| YOUR INSTRUCTIONS |
Identify each line in the records below that contains the word "tally", and copy those lines in full.

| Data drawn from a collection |
----
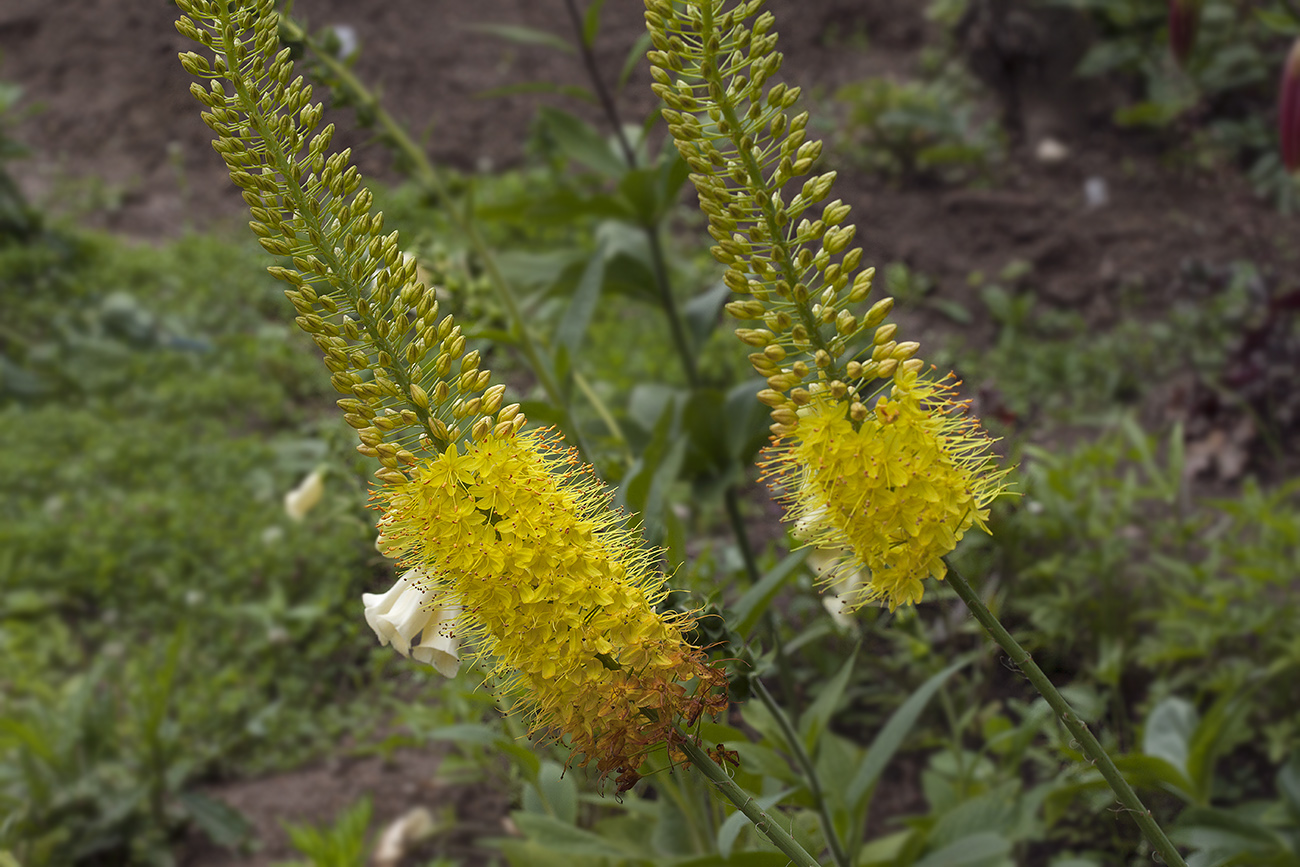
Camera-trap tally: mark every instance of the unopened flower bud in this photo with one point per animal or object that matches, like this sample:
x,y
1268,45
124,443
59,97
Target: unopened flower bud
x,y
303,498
----
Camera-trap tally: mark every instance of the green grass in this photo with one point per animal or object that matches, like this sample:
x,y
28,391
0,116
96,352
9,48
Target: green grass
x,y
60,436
----
| ANSWER BELOW |
Camera-trap tally: mark every instance of the unopened flower bud in this photo with one point per animal or object that matches, like this sample:
Camera-trap tally: mark every instance of the green grass in this photo with one point per animal or object that matches, like this sample:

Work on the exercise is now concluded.